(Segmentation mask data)
--------------------------------

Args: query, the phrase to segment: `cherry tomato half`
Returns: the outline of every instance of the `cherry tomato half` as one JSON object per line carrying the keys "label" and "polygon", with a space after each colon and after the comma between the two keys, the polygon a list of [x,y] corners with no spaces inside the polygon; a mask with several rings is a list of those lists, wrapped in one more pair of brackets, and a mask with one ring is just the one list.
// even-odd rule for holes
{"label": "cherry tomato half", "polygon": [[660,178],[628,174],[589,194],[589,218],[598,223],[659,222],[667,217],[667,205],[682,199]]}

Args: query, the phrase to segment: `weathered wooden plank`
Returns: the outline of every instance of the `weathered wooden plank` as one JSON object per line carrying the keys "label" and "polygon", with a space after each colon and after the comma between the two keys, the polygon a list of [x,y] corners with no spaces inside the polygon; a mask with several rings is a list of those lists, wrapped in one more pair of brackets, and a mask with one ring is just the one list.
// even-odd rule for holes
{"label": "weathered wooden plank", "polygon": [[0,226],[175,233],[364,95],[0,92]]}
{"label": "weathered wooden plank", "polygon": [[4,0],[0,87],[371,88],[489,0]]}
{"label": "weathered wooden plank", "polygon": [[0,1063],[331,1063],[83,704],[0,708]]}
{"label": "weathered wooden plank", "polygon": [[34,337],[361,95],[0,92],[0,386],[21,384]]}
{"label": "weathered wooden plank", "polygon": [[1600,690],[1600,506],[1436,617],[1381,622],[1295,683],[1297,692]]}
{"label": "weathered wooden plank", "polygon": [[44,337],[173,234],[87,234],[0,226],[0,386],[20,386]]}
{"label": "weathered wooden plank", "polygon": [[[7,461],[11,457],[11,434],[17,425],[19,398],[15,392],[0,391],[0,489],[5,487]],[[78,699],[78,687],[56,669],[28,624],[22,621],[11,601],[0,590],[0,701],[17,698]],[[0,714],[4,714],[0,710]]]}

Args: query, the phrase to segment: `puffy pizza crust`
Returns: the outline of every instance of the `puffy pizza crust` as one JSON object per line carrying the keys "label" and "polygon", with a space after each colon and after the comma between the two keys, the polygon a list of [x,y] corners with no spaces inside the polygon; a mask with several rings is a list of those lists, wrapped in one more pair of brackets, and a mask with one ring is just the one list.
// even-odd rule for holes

--------------------------------

● **REQUIRED ACTION**: While keeping every line the same, please copy out all the records.

● **ANSWER BOX**:
Args: query, the phrase to segment: `cherry tomato half`
Returns: the outline of every instance of the `cherry tomato half` as one JSON object per line carrying the keys "label" and "polygon", with a space after each colon and after the comma between the two keys, the polygon a list of [x,y] corners with no spaces inside the polygon; a mask with several rings is a list of those lists, wrapped in one more pair of brackets, and a mask with one ring is just the one list.
// even-odd rule for holes
{"label": "cherry tomato half", "polygon": [[660,178],[628,174],[589,194],[589,218],[598,223],[659,222],[667,217],[667,205],[682,199]]}

Args: query, the phrase to segment: `weathered wooden plank`
Returns: the outline of every instance of the `weathered wooden plank` as one JSON object per line carrying the keys "label" and "polygon", with a space after each colon and after the comma between the two keys, the polygon a list of [x,y] corners with no spaces inside the polygon; a mask with several rings is a list of those lists, wrapped in one more pair of brackets, and a mask with one ring is just the one list.
// even-odd rule for holes
{"label": "weathered wooden plank", "polygon": [[0,226],[175,233],[364,95],[0,92]]}
{"label": "weathered wooden plank", "polygon": [[4,0],[0,87],[371,88],[489,0]]}
{"label": "weathered wooden plank", "polygon": [[0,1063],[331,1063],[83,704],[0,708]]}
{"label": "weathered wooden plank", "polygon": [[34,337],[361,95],[0,92],[0,386],[21,384]]}
{"label": "weathered wooden plank", "polygon": [[1600,690],[1600,506],[1436,617],[1381,622],[1295,683],[1297,692]]}
{"label": "weathered wooden plank", "polygon": [[44,337],[173,234],[87,234],[0,226],[0,386],[20,386]]}
{"label": "weathered wooden plank", "polygon": [[[7,461],[11,457],[11,434],[17,425],[19,398],[15,392],[0,391],[0,489],[5,487]],[[78,699],[78,687],[56,669],[28,624],[22,621],[11,601],[0,590],[0,701],[17,698]],[[0,714],[4,714],[0,710]]]}

Args: query, the phrase to segment: `puffy pizza crust`
Returns: the outline of every instance of the `puffy pizza crust` as one JSON object per line carrying the keys "label" and "polygon", with a space after each colon and after the comma between the two keys, the polygon a list of [x,y] corners with no spaces inside the polygon; a mask with several rings is a list of those lists, wrapped in one more pair of brackets, and a mask with one ring is just the one list.
// even-odd rule for holes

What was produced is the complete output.